WORK REQUEST:
The data should be printed in full, character for character.

_ _ _

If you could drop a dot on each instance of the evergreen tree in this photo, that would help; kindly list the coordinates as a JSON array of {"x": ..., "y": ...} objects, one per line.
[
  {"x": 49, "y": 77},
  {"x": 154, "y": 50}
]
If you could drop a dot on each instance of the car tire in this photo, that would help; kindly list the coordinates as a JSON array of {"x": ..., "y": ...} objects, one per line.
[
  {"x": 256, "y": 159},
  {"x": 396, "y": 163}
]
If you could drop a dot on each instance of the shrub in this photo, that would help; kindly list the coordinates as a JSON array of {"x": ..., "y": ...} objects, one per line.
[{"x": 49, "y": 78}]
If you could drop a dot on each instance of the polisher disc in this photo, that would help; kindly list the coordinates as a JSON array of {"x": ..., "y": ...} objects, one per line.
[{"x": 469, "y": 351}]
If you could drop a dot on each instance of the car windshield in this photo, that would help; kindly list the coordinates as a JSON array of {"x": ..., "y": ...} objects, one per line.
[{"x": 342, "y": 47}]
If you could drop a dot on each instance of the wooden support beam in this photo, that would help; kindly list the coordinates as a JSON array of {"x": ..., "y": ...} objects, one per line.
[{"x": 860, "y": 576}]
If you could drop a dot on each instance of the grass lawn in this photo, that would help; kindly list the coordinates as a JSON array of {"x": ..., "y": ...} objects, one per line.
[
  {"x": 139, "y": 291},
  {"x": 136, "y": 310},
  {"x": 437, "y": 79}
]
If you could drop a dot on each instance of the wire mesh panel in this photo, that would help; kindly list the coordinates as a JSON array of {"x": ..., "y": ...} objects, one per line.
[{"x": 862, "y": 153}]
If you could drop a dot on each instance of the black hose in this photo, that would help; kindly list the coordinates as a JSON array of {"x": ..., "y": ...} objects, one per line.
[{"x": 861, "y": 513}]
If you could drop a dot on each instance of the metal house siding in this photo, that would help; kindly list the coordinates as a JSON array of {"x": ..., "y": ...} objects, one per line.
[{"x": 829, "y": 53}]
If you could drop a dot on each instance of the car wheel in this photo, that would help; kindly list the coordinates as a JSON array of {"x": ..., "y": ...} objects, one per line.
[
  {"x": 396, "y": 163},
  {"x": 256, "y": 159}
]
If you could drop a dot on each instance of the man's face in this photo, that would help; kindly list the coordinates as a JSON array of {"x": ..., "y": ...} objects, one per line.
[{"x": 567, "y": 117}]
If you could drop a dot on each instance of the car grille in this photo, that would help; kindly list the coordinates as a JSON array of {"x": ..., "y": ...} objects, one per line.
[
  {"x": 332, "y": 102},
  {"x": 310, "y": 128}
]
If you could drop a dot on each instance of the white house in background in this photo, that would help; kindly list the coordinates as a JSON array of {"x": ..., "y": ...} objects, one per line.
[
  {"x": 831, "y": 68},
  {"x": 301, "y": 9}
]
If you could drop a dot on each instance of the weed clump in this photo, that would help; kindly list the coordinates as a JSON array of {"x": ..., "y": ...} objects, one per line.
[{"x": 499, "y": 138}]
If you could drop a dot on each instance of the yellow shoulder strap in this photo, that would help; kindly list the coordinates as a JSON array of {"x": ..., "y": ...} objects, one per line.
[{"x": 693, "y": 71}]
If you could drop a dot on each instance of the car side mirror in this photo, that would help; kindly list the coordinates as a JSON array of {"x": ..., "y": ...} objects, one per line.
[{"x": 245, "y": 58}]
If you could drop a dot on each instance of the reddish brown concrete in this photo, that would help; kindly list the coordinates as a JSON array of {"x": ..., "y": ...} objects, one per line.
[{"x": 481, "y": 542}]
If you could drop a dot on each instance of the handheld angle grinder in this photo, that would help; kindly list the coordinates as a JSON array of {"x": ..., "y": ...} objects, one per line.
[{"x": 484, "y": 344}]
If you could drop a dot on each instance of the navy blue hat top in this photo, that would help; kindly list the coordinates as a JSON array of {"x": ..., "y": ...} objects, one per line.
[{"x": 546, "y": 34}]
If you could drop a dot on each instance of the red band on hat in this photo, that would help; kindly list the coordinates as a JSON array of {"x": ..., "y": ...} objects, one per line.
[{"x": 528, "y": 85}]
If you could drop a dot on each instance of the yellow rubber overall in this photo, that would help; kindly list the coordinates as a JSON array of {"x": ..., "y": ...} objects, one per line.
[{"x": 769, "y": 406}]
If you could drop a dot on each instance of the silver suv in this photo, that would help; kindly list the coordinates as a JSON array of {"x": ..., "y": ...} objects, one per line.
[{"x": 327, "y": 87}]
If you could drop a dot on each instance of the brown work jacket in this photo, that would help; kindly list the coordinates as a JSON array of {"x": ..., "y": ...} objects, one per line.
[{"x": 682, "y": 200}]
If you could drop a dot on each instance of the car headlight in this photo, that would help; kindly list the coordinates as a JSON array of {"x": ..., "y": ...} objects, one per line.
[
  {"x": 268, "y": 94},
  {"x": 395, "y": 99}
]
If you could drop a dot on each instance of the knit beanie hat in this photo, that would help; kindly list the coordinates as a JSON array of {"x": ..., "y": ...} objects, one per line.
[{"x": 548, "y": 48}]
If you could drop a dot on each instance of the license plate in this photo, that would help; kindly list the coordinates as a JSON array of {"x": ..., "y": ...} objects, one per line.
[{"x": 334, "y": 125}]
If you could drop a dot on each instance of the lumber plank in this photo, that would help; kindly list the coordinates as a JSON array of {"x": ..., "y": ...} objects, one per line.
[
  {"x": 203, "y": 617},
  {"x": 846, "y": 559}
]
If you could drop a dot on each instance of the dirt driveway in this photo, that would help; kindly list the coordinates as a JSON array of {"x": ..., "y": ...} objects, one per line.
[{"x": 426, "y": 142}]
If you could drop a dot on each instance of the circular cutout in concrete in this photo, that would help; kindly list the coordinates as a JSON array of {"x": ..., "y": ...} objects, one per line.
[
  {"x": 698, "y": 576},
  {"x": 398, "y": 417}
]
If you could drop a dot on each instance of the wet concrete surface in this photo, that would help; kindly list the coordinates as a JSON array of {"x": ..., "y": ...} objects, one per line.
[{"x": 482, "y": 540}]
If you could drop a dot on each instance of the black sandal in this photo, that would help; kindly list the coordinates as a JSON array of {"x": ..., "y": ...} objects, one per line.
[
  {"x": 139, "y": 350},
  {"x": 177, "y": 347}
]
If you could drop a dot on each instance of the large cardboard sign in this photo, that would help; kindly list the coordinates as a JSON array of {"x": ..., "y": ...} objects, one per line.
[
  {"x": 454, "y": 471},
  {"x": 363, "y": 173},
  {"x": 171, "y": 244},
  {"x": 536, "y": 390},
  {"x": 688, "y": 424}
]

_ _ _

RESULT BELOW:
If you could drop a dot on each instance of the evergreen tree in this photo, that would help; kindly list the coordinates as a JSON array of {"x": ..., "y": ...} objects, one per line.
[
  {"x": 49, "y": 77},
  {"x": 154, "y": 50}
]
If you could drop a dot on each instance of the car tire in this photo, that would help; kindly list the coordinates as a JSON array of {"x": ..., "y": ...} objects, one per line.
[
  {"x": 256, "y": 159},
  {"x": 396, "y": 163}
]
If you could drop a dot on each instance of the shrub in this photo, that would help; kindly list the coordinates as a JSON array of {"x": ..., "y": ...} objects, one per line.
[{"x": 49, "y": 78}]
If you could drop a dot on each instance of the polisher disc in this photo, that would help; kindly list the coordinates as a JSON array of {"x": ..., "y": ...} objects, one per line.
[{"x": 469, "y": 351}]
If you could drop a dot on each instance of the car windshield in this photo, that would help; kindly list the coordinates as a JSON array of {"x": ..., "y": ...} objects, one per line.
[{"x": 342, "y": 47}]
If you could drop a dot on each instance of the wooden support beam in this photo, that would help; kindly list the coordinates as a JSON array of {"x": ..., "y": ...} objects, one per line.
[{"x": 860, "y": 576}]
If you could drop a dot on each instance of the grass lawn in this photo, that would help; kindly list the coordinates as a JSON array of {"x": ..., "y": ...} objects, one per line.
[
  {"x": 139, "y": 291},
  {"x": 136, "y": 310},
  {"x": 437, "y": 79}
]
If you could drop a dot on each instance of the wire mesh panel in this photo, that would help; kindly list the coordinates as a JSON array of {"x": ..., "y": ...} objects, one per line.
[{"x": 862, "y": 153}]
If you could drop a dot on each instance of the black hose in this photo, that would help; kindly list the coordinates as a JSON array of {"x": ..., "y": ...} objects, one per line.
[{"x": 861, "y": 513}]
If you could drop a dot on each instance of the metal house siding in this photo, that would help; kindly list the coordinates as a JSON array of {"x": ..., "y": ...} objects, one per line.
[{"x": 829, "y": 53}]
If you could drop a dot on each instance of the car wheel in this photo, that would help; kindly list the coordinates as a JSON array of {"x": ..., "y": ...} objects, one per line.
[
  {"x": 396, "y": 163},
  {"x": 256, "y": 159}
]
If you could drop a dot on each instance of the man's face in this photo, that would help; kindly list the coordinates as a JSON array of {"x": ..., "y": ...} objects, one per line.
[{"x": 567, "y": 117}]
If you could drop a dot on each instance of the car grille in this photo, that would help; kindly list the coordinates as a JSON array of {"x": ..., "y": ...} objects, one per line.
[
  {"x": 332, "y": 102},
  {"x": 310, "y": 128}
]
If you could drop a dot on each instance of the white house in background in this photo, that would help; kindly list the coordinates as a JSON array of {"x": ..., "y": ...} objects, one per line.
[
  {"x": 831, "y": 68},
  {"x": 301, "y": 9}
]
If you could drop a dot on each instance of the weed clump in this photo, that would help; kindly list the coordinates as a JSON array of {"x": ..., "y": ...} objects, one per line.
[{"x": 499, "y": 138}]
If you could drop a dot on each instance of the yellow shoulder strap in this photo, that would help; kindly list the coordinates as a JSON array of {"x": ..., "y": ...} objects, one per line.
[{"x": 693, "y": 71}]
If you could drop a dot on each instance of the car side mirror in this photo, that would help; kindly list the coordinates as a JSON array of {"x": ..., "y": ...} objects, one per line.
[{"x": 245, "y": 58}]
If you could drop a dot on each instance of the reddish brown concrete in this photo, that would help; kindly list the coordinates as a JSON array of {"x": ..., "y": ...} objects, one per line.
[{"x": 481, "y": 542}]
If you could drop a dot on each instance of the handheld angle grinder in this photo, that would help; kindly list the coordinates as a JSON array of {"x": ..., "y": ...} objects, one per line.
[{"x": 484, "y": 344}]
If you could drop a dot on each instance of the navy blue hat top in this photo, that would help; kindly list the coordinates as a JSON array of {"x": ..., "y": ...} objects, one per line.
[{"x": 546, "y": 34}]
If you could drop a dot on each instance of the red band on hat in this photo, that would help; kindly list the coordinates as a JSON array of {"x": ..., "y": ...} objects, one per line.
[{"x": 528, "y": 85}]
If you could drop a dot on each instance of the yellow rubber overall in this photo, that would help; kindly list the coordinates as a JSON array of {"x": ..., "y": ...} objects, one per line.
[{"x": 769, "y": 406}]
If you could drop a dot on each instance of the silver suv in this photo, that would help; kindly list the coordinates as a JSON array of {"x": ..., "y": ...} objects, one per line.
[{"x": 327, "y": 87}]
If you could drop a dot on each instance of the brown work jacket in this photo, that would help; kindly list the coordinates as a JSON array of {"x": ..., "y": ...} objects, one per line.
[{"x": 682, "y": 200}]
If you could drop a dot on each instance of the car headlight in this photo, that would help; kindly list the coordinates as a JSON array of {"x": ..., "y": ...} objects, one per line.
[
  {"x": 268, "y": 94},
  {"x": 395, "y": 99}
]
If you could drop a dot on each instance of the knit beanie hat in this photo, that would help; kindly list the coordinates as a JSON array of {"x": ..., "y": ...} objects, one per line.
[{"x": 548, "y": 48}]
If you could drop a dot on each instance of the license plate in this photo, that would help; kindly list the coordinates as a JSON array of {"x": ..., "y": ...} objects, one per line.
[{"x": 334, "y": 125}]
If you could drop a dot on each instance of the lumber plank in this photo, that would help; kindly list the coordinates as a JSON array of {"x": ..., "y": ...} objects, one per line.
[
  {"x": 203, "y": 617},
  {"x": 846, "y": 559}
]
If you could drop a dot on each instance of the dirt driveway in this photo, that would help; kindly list the coordinates as a JSON array of {"x": ..., "y": ...} objects, one per line.
[{"x": 426, "y": 142}]
If you could drop a dot on each instance of the circular cutout in concrete in this photo, that would help; kindly list the coordinates as a JSON array of {"x": ..., "y": ...} objects, one per line.
[
  {"x": 698, "y": 576},
  {"x": 398, "y": 417}
]
If you could drop a dot on each instance of the wet concrete surface in this photo, that would help; kindly list the coordinates as a JSON array of {"x": ..., "y": ...} objects, one per line.
[{"x": 482, "y": 540}]
If you could drop a dot on each instance of the black sandal in this photo, that would help; kindly list the coordinates as a JSON array of {"x": ..., "y": ...} objects, one per line.
[
  {"x": 139, "y": 350},
  {"x": 177, "y": 347}
]
If you could drop a dot on each instance of the large cardboard sign in this photo, that would help; kindly list the coordinates as a JSON array of {"x": ..., "y": ...} objects, one per line.
[
  {"x": 454, "y": 471},
  {"x": 363, "y": 173},
  {"x": 171, "y": 244},
  {"x": 536, "y": 390},
  {"x": 688, "y": 424}
]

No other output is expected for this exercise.